**A fazer:**
A - No poema incluído no relato, liste os adjetivos usados para caracterizar o amor que a moça encontrou.
B - Reproduza fielmente o trecho do relato que começa em "E foi o mais" e vai até "seca, e triste.".

**Trecho:**
++++++++++++++++++++
Charleville-Mèziéres, 20 de abril de 2011

Semana correndo, semana fazendo.

Hoje apresentei-me o júri de 7 senhores e senhoras e aos demais sobreviventes – digo, digo, candidatos – a minha pequena cena que montei em dois dias (contando neste tempo a criação, confecção da boneca e ensaios).

Com sugestão dos professores daqui, fiz o teto todo em português. Inspirado em uma frase de um grande amigo, o Tiago do Meme – espaço cultural real e imaginário incrível de Porto Alegre – segue abaixo o texto que criei:


AQUILO QUE BROTA

Havia uma moça

Muito pálida, muito seca, muito triste

Que morava em um lugar qualquer.


Tudo aquilo que achava belo queria pegar

Mas de suas mãos as coisas fugiam como pó em reflexo de sol.

Um dia quis pegar a chuva.

Mas esta caiu como pranto escorrendo em suas finas mãos.

Não podia. Não podia...


Outro dia, encontrou um amor.

E foi o mais belo e verdadeiro amor que poderia ter.

Era intenso, e forte, e podia tê-lo nas mãos.

(E ela pensou mesmo que o teria para sempre.)

Mas também este partiu.

E deixou a moça um pouco mais pálida, e seca, e triste.


Tempos depois, tendo sentido uma dor muito profunda, algo de si nasceu.

Nasceu em noite escura com ela a espremer a escuridão. Confusa com o que sentia, e que doía, e que era um mundo novo que dela saía, e nascia...

Novo!
++++++++++++++++++++
(Dados de anotação por pontos)
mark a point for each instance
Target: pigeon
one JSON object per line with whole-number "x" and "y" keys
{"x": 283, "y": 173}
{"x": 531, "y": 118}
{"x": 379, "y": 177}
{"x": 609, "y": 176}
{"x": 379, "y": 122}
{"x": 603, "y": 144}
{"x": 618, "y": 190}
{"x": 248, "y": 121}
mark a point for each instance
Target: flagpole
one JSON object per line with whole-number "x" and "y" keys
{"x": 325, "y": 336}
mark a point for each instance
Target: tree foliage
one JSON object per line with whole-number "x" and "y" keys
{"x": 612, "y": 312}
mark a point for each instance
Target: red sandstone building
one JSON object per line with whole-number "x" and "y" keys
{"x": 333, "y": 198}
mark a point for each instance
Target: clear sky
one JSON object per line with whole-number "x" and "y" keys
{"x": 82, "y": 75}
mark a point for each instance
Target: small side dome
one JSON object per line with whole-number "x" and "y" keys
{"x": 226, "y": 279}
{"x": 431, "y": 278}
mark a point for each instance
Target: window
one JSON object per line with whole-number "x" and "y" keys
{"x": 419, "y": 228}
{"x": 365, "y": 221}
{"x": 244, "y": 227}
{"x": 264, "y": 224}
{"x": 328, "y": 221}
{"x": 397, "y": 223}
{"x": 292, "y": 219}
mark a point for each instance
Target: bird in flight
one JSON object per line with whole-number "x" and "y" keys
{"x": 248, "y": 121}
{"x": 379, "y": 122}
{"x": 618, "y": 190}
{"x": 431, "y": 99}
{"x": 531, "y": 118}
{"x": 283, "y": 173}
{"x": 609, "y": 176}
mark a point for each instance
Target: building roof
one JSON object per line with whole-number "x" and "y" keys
++++++++++++++++++++
**Respostas do exercício:**
A - belo, verdadeiro, intenso, forte

B -
E foi o mais belo e verdadeiro amor que poderia ter.

Era intenso, e forte, e podia tê-lo nas mãos.

(E ela pensou mesmo que o teria para sempre.)

Mas também este partiu.

E deixou a moça um pouco mais pálida, e seca, e triste.